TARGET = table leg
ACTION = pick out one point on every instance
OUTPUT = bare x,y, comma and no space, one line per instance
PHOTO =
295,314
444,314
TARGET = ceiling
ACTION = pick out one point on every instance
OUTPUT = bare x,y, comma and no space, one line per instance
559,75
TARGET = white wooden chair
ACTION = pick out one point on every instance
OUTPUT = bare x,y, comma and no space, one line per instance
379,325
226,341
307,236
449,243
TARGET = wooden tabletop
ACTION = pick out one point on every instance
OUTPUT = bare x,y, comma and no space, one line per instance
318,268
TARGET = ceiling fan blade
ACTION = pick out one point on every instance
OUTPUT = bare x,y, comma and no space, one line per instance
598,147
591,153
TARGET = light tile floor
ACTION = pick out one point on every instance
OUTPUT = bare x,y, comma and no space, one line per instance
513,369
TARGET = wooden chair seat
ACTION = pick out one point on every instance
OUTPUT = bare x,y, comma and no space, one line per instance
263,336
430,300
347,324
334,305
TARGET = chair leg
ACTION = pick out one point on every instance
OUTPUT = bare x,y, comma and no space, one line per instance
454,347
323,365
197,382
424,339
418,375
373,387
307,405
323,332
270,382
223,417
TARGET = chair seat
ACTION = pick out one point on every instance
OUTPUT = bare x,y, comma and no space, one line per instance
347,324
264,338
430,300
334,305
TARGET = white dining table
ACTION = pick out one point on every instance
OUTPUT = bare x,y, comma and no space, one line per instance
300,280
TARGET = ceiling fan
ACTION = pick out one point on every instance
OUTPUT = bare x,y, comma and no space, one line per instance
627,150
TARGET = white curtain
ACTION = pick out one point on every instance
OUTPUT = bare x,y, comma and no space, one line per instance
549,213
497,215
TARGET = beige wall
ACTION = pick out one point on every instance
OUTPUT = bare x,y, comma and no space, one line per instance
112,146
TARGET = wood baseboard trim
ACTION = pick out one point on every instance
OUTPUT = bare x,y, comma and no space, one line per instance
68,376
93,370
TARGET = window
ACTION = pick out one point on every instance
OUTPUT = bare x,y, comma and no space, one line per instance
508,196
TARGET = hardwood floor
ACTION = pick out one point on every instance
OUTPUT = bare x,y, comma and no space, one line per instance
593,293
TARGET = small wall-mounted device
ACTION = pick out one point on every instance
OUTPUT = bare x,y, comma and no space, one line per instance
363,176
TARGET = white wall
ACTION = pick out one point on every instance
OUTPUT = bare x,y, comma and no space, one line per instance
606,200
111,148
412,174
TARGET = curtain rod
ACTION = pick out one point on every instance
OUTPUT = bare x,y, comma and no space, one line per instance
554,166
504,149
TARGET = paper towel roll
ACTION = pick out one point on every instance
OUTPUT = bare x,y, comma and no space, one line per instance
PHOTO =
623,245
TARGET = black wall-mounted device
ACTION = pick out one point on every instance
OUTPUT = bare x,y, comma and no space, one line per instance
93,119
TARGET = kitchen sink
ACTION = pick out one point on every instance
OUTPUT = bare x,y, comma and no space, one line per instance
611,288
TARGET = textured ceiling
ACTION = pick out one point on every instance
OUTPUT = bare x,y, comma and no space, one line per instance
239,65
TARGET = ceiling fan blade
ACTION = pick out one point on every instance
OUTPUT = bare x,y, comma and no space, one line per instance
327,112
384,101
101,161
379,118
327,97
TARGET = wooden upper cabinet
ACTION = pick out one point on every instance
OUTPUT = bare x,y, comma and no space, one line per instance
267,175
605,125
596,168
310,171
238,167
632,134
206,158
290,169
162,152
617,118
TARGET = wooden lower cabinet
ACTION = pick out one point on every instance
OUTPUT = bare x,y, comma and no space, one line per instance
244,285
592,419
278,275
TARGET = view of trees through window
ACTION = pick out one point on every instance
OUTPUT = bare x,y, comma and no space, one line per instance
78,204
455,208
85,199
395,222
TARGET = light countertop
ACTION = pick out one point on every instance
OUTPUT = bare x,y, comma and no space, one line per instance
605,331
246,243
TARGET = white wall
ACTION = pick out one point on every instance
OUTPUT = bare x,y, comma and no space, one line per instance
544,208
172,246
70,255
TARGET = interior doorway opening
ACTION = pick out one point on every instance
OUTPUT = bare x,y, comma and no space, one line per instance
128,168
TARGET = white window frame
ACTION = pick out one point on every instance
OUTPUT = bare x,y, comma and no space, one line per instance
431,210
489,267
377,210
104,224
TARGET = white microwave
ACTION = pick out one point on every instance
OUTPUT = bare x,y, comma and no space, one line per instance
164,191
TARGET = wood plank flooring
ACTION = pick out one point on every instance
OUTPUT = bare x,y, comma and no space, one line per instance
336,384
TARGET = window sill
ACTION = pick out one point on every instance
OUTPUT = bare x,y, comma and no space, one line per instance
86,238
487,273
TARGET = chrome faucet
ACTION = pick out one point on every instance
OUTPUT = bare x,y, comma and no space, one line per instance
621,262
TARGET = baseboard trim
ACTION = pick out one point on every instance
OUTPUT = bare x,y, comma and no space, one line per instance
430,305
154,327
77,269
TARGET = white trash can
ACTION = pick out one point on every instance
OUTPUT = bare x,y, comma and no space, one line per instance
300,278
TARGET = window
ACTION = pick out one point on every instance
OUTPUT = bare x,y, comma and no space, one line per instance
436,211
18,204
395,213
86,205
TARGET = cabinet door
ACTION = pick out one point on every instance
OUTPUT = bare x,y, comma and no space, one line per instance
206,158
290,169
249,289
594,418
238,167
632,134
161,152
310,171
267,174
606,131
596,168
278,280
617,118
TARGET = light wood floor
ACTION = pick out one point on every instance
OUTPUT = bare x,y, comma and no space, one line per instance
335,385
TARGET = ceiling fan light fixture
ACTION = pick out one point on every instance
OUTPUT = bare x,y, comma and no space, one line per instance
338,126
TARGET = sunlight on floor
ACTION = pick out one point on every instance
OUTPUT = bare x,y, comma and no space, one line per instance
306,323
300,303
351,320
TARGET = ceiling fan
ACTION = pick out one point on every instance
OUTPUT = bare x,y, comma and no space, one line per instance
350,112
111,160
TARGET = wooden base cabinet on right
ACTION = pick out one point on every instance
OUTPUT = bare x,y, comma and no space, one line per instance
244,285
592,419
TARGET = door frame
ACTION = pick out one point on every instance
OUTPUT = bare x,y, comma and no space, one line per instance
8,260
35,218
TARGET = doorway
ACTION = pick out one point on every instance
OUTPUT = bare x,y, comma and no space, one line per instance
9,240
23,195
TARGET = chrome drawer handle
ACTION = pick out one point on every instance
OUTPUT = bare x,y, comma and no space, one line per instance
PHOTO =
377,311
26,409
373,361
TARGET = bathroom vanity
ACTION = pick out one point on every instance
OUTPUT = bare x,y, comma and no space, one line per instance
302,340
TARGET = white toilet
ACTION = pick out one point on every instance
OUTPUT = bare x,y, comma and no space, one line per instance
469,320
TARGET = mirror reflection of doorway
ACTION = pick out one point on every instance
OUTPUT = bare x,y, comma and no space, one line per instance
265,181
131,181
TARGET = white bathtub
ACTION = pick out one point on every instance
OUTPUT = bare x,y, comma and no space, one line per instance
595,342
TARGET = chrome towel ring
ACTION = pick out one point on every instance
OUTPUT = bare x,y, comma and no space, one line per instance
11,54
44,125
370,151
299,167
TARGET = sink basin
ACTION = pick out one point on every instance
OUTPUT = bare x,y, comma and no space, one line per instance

|---|

## [DIRECTION]
Format each line of the records above as a Markdown table with the columns Row and Line. Give each line its own numbered row and omit blank lines.

## [ANSWER TO THE EXERCISE]
| Row | Line |
|---|---|
| 1 | TARGET = table leg |
| 2 | ACTION = pick out one point on every instance |
| 3 | OUTPUT = bare x,y, comma and no space, one line per instance |
| 4 | PHOTO = |
| 5 | 295,314 |
| 6 | 444,314 |
| 7 | TARGET = ceiling |
| 8 | ACTION = pick out one point on every instance |
| 9 | OUTPUT = bare x,y, comma and no space, one line per instance |
| 10 | 559,75 |
| 11 | TARGET = white wooden chair |
| 12 | ACTION = pick out one point on every instance |
| 13 | OUTPUT = bare x,y, comma and no space, one line per instance |
| 14 | 379,325 |
| 15 | 226,341 |
| 16 | 307,236 |
| 17 | 449,243 |
| 18 | TARGET = wooden tabletop |
| 19 | ACTION = pick out one point on every instance |
| 20 | OUTPUT = bare x,y, comma and no space, one line per instance |
| 21 | 318,268 |
| 22 | TARGET = ceiling fan blade |
| 23 | ACTION = pick out one point on every instance |
| 24 | OUTPUT = bare x,y, comma and no space, one line per instance |
| 25 | 598,147 |
| 26 | 591,153 |
| 27 | TARGET = light tile floor |
| 28 | ACTION = pick out one point on every instance |
| 29 | OUTPUT = bare x,y, comma and no space, one line per instance |
| 30 | 513,369 |
| 31 | TARGET = wooden chair seat |
| 32 | ACTION = pick out one point on every instance |
| 33 | OUTPUT = bare x,y, comma and no space, one line per instance |
| 34 | 263,336 |
| 35 | 430,300 |
| 36 | 347,324 |
| 37 | 334,305 |
| 38 | TARGET = chair leg |
| 39 | ACTION = pick out one point on every instance |
| 40 | OUTPUT = bare x,y, comma and no space, one line per instance |
| 41 | 454,347 |
| 42 | 323,365 |
| 43 | 197,382 |
| 44 | 424,339 |
| 45 | 418,375 |
| 46 | 373,387 |
| 47 | 307,405 |
| 48 | 323,332 |
| 49 | 270,382 |
| 50 | 223,417 |
| 51 | TARGET = chair seat |
| 52 | ACTION = pick out one point on every instance |
| 53 | OUTPUT = bare x,y, comma and no space, one line per instance |
| 54 | 347,324 |
| 55 | 264,338 |
| 56 | 430,300 |
| 57 | 334,305 |
| 58 | TARGET = white dining table |
| 59 | ACTION = pick out one point on every instance |
| 60 | OUTPUT = bare x,y, comma and no space, one line per instance |
| 61 | 300,280 |
| 62 | TARGET = ceiling fan |
| 63 | ACTION = pick out one point on every instance |
| 64 | OUTPUT = bare x,y, comma and no space, one line per instance |
| 65 | 627,150 |
| 66 | TARGET = white curtain |
| 67 | ACTION = pick out one point on every instance |
| 68 | OUTPUT = bare x,y, comma and no space, one line per instance |
| 69 | 549,213 |
| 70 | 497,215 |
| 71 | TARGET = beige wall |
| 72 | ACTION = pick out one point on every instance |
| 73 | OUTPUT = bare x,y, comma and no space, one line per instance |
| 74 | 112,146 |
| 75 | TARGET = wood baseboard trim |
| 76 | ACTION = pick out one point on every instance |
| 77 | OUTPUT = bare x,y, comma and no space, one line per instance |
| 78 | 68,376 |
| 79 | 93,370 |
| 80 | TARGET = window |
| 81 | ACTION = pick out one point on every instance |
| 82 | OUTPUT = bare x,y, comma and no space, one line per instance |
| 83 | 508,196 |
| 84 | TARGET = hardwood floor |
| 85 | ACTION = pick out one point on every instance |
| 86 | OUTPUT = bare x,y, comma and no space, one line per instance |
| 87 | 593,293 |
| 88 | TARGET = small wall-mounted device |
| 89 | ACTION = pick out one point on every instance |
| 90 | OUTPUT = bare x,y, comma and no space, one line per instance |
| 91 | 363,176 |
| 92 | TARGET = white wall |
| 93 | ACTION = pick out one point on every instance |
| 94 | OUTPUT = bare x,y, comma and no space, one line per instance |
| 95 | 606,200 |
| 96 | 111,148 |
| 97 | 412,174 |
| 98 | TARGET = curtain rod |
| 99 | ACTION = pick out one point on every instance |
| 100 | OUTPUT = bare x,y, comma and no space, one line per instance |
| 101 | 554,166 |
| 102 | 504,149 |
| 103 | TARGET = paper towel roll |
| 104 | ACTION = pick out one point on every instance |
| 105 | OUTPUT = bare x,y, comma and no space, one line per instance |
| 106 | PHOTO = |
| 107 | 623,245 |
| 108 | TARGET = black wall-mounted device |
| 109 | ACTION = pick out one point on every instance |
| 110 | OUTPUT = bare x,y, comma and no space, one line per instance |
| 111 | 93,119 |
| 112 | TARGET = kitchen sink |
| 113 | ACTION = pick out one point on every instance |
| 114 | OUTPUT = bare x,y, comma and no space, one line per instance |
| 115 | 611,288 |
| 116 | TARGET = textured ceiling |
| 117 | ACTION = pick out one point on every instance |
| 118 | OUTPUT = bare x,y, comma and no space, one line per instance |
| 119 | 239,65 |
| 120 | TARGET = ceiling fan blade |
| 121 | ACTION = pick out one point on every instance |
| 122 | OUTPUT = bare x,y, comma and no space, one line per instance |
| 123 | 327,112 |
| 124 | 384,101 |
| 125 | 101,161 |
| 126 | 379,118 |
| 127 | 327,97 |
| 128 | TARGET = wooden upper cabinet |
| 129 | ACTION = pick out one point on every instance |
| 130 | OUTPUT = bare x,y, comma and no space, one line per instance |
| 131 | 267,175 |
| 132 | 605,125 |
| 133 | 596,168 |
| 134 | 310,171 |
| 135 | 238,167 |
| 136 | 632,134 |
| 137 | 206,158 |
| 138 | 290,169 |
| 139 | 162,152 |
| 140 | 617,118 |
| 141 | TARGET = wooden lower cabinet |
| 142 | ACTION = pick out one point on every instance |
| 143 | OUTPUT = bare x,y, comma and no space, one line per instance |
| 144 | 244,285 |
| 145 | 592,419 |
| 146 | 278,275 |
| 147 | TARGET = view of trees through window |
| 148 | ACTION = pick out one point on every instance |
| 149 | OUTPUT = bare x,y, comma and no space, one line per instance |
| 150 | 78,204 |
| 151 | 455,208 |
| 152 | 85,199 |
| 153 | 395,222 |
| 154 | TARGET = light countertop |
| 155 | ACTION = pick out one point on every instance |
| 156 | OUTPUT = bare x,y, comma and no space, one line per instance |
| 157 | 605,331 |
| 158 | 246,243 |
| 159 | TARGET = white wall |
| 160 | ACTION = pick out one point on every instance |
| 161 | OUTPUT = bare x,y, comma and no space, one line per instance |
| 162 | 544,208 |
| 163 | 172,246 |
| 164 | 70,255 |
| 165 | TARGET = interior doorway opening |
| 166 | ACTION = pick out one point on every instance |
| 167 | OUTPUT = bare x,y, comma and no space, one line per instance |
| 168 | 128,168 |
| 169 | TARGET = white window frame |
| 170 | ACTION = pick out one point on every instance |
| 171 | OUTPUT = bare x,y, comma and no space, one line per instance |
| 172 | 431,210 |
| 173 | 489,267 |
| 174 | 377,210 |
| 175 | 104,224 |
| 176 | TARGET = white microwave |
| 177 | ACTION = pick out one point on every instance |
| 178 | OUTPUT = bare x,y, comma and no space, one line per instance |
| 179 | 164,191 |
| 180 | TARGET = wood plank flooring |
| 181 | ACTION = pick out one point on every instance |
| 182 | OUTPUT = bare x,y, comma and no space, one line per instance |
| 183 | 336,384 |
| 184 | TARGET = window sill |
| 185 | ACTION = pick out one point on every instance |
| 186 | OUTPUT = bare x,y, comma and no space, one line per instance |
| 187 | 86,238 |
| 188 | 487,273 |
| 189 | TARGET = chrome faucet |
| 190 | ACTION = pick out one point on every instance |
| 191 | OUTPUT = bare x,y, comma and no space, one line per instance |
| 192 | 621,262 |
| 193 | TARGET = baseboard trim |
| 194 | ACTION = pick out one point on every instance |
| 195 | OUTPUT = bare x,y, comma and no space, one line per instance |
| 196 | 430,305 |
| 197 | 154,327 |
| 198 | 77,269 |
| 199 | TARGET = white trash can |
| 200 | ACTION = pick out one point on every instance |
| 201 | OUTPUT = bare x,y, comma and no space, one line per instance |
| 202 | 300,278 |
| 203 | TARGET = window |
| 204 | ACTION = pick out one point on every instance |
| 205 | OUTPUT = bare x,y, comma and no space, one line per instance |
| 206 | 436,211 |
| 207 | 18,204 |
| 208 | 395,213 |
| 209 | 86,205 |
| 210 | TARGET = cabinet door |
| 211 | ACTION = pick out one point on every instance |
| 212 | OUTPUT = bare x,y, comma and no space, one line per instance |
| 213 | 206,158 |
| 214 | 290,169 |
| 215 | 249,289 |
| 216 | 594,418 |
| 217 | 238,167 |
| 218 | 632,134 |
| 219 | 161,152 |
| 220 | 310,171 |
| 221 | 267,174 |
| 222 | 606,131 |
| 223 | 596,168 |
| 224 | 278,280 |
| 225 | 617,118 |
| 226 | TARGET = light wood floor |
| 227 | ACTION = pick out one point on every instance |
| 228 | OUTPUT = bare x,y, comma and no space, one line per instance |
| 229 | 335,385 |
| 230 | TARGET = ceiling fan light fixture |
| 231 | ACTION = pick out one point on every instance |
| 232 | OUTPUT = bare x,y, comma and no space, one line per instance |
| 233 | 338,126 |
| 234 | TARGET = sunlight on floor |
| 235 | ACTION = pick out one point on every instance |
| 236 | OUTPUT = bare x,y, comma and no space, one line per instance |
| 237 | 306,323 |
| 238 | 300,303 |
| 239 | 351,320 |
| 240 | TARGET = ceiling fan |
| 241 | ACTION = pick out one point on every instance |
| 242 | OUTPUT = bare x,y, comma and no space, one line per instance |
| 243 | 350,112 |
| 244 | 111,160 |
| 245 | TARGET = wooden base cabinet on right |
| 246 | ACTION = pick out one point on every instance |
| 247 | OUTPUT = bare x,y, comma and no space, one line per instance |
| 248 | 244,285 |
| 249 | 592,419 |
| 250 | TARGET = door frame |
| 251 | ACTION = pick out one point on every instance |
| 252 | OUTPUT = bare x,y, comma and no space, one line per instance |
| 253 | 8,260 |
| 254 | 35,218 |
| 255 | TARGET = doorway |
| 256 | ACTION = pick out one point on every instance |
| 257 | OUTPUT = bare x,y, comma and no space, one line per instance |
| 258 | 9,240 |
| 259 | 23,195 |
| 260 | TARGET = chrome drawer handle |
| 261 | ACTION = pick out one point on every instance |
| 262 | OUTPUT = bare x,y, comma and no space, one line per instance |
| 263 | PHOTO = |
| 264 | 377,311 |
| 265 | 26,409 |
| 266 | 373,361 |
| 267 | TARGET = bathroom vanity |
| 268 | ACTION = pick out one point on every instance |
| 269 | OUTPUT = bare x,y, comma and no space, one line per instance |
| 270 | 302,340 |
| 271 | TARGET = white toilet |
| 272 | ACTION = pick out one point on every instance |
| 273 | OUTPUT = bare x,y, comma and no space, one line per instance |
| 274 | 469,320 |
| 275 | TARGET = mirror reflection of doorway |
| 276 | ACTION = pick out one point on every instance |
| 277 | OUTPUT = bare x,y, comma and no space, one line per instance |
| 278 | 265,181 |
| 279 | 131,181 |
| 280 | TARGET = white bathtub |
| 281 | ACTION = pick out one point on every instance |
| 282 | OUTPUT = bare x,y, comma and no space, one line per instance |
| 283 | 595,342 |
| 284 | TARGET = chrome towel ring |
| 285 | ACTION = pick out one point on every instance |
| 286 | OUTPUT = bare x,y, comma and no space, one line per instance |
| 287 | 11,54 |
| 288 | 44,125 |
| 289 | 370,151 |
| 290 | 299,167 |
| 291 | TARGET = sink basin |
| 292 | ACTION = pick out one point on every instance |
| 293 | OUTPUT = bare x,y, comma and no space, one line per instance |